Object point labels:
==========
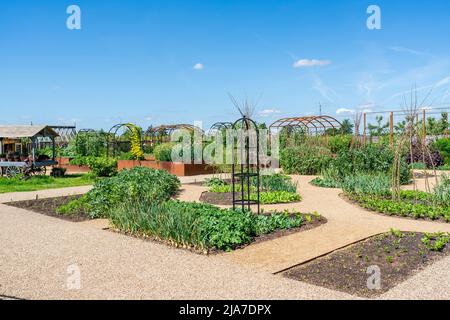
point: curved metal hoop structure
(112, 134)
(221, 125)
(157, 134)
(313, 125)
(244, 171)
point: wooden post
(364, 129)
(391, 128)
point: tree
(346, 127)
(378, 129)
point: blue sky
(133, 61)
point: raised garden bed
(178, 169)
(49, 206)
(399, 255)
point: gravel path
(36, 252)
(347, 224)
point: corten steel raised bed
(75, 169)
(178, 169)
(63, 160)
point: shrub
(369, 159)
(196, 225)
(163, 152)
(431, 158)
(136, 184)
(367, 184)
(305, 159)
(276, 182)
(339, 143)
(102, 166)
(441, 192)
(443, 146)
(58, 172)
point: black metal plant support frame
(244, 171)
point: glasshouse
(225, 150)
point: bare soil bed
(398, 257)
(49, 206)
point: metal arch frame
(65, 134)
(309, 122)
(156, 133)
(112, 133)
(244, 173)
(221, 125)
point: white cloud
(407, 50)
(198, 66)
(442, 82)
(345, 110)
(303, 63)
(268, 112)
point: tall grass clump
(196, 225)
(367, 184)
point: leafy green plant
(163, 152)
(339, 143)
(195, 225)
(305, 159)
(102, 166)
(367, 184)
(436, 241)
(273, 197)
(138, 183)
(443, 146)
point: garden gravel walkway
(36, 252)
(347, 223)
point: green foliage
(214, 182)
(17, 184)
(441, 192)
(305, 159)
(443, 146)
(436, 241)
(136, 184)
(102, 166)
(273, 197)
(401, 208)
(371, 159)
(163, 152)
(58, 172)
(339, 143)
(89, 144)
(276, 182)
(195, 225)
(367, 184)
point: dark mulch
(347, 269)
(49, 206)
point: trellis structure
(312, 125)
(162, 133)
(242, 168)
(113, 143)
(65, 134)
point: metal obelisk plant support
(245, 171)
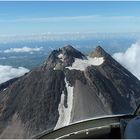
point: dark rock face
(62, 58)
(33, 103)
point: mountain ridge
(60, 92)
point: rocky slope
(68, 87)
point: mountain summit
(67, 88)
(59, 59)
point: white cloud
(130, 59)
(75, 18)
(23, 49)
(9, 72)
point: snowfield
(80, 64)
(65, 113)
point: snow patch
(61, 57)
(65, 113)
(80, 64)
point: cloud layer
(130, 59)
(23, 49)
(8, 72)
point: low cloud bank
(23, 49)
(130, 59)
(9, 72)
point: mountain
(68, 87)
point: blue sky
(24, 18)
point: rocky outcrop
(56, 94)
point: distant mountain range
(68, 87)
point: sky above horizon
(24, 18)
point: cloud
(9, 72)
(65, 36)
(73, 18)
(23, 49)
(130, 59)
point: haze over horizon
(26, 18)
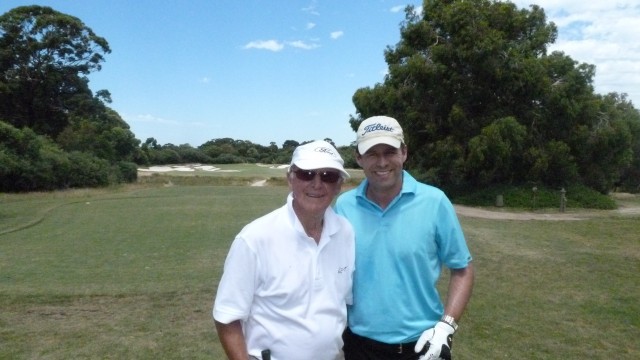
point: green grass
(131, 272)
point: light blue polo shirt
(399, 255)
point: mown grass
==========
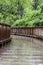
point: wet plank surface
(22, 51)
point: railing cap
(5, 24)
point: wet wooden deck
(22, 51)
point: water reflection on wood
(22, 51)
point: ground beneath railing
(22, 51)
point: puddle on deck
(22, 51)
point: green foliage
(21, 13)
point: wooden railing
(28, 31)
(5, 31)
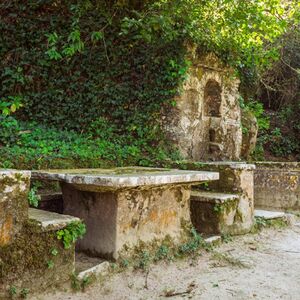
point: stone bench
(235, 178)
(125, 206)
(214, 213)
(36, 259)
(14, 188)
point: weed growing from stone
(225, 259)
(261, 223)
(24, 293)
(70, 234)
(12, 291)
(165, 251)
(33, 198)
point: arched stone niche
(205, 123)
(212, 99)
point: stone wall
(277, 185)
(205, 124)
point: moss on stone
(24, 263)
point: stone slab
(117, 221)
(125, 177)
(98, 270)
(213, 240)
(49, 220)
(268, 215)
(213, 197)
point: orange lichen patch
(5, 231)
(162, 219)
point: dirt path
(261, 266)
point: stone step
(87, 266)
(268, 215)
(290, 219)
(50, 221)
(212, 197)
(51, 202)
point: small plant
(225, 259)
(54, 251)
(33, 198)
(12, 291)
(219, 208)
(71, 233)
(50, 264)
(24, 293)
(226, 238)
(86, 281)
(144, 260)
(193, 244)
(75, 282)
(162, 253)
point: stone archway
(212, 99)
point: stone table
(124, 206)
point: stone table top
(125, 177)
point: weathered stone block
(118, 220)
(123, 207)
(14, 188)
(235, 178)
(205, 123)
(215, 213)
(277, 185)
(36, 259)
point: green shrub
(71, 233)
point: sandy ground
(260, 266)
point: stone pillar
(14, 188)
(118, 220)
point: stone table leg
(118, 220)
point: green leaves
==========
REQUIREMENTS → Rename "stone pillar" to "stone column" in the stretch of rows from the line containing "point: sandy ground" through the line containing "point: green leaves". Return only that stretch, with everything else left unchanged.

CORRECT RESPONSE →
point: sandy ground
(260, 266)
point: stone column
(14, 188)
(118, 220)
point: stone table leg
(118, 220)
point: green leaves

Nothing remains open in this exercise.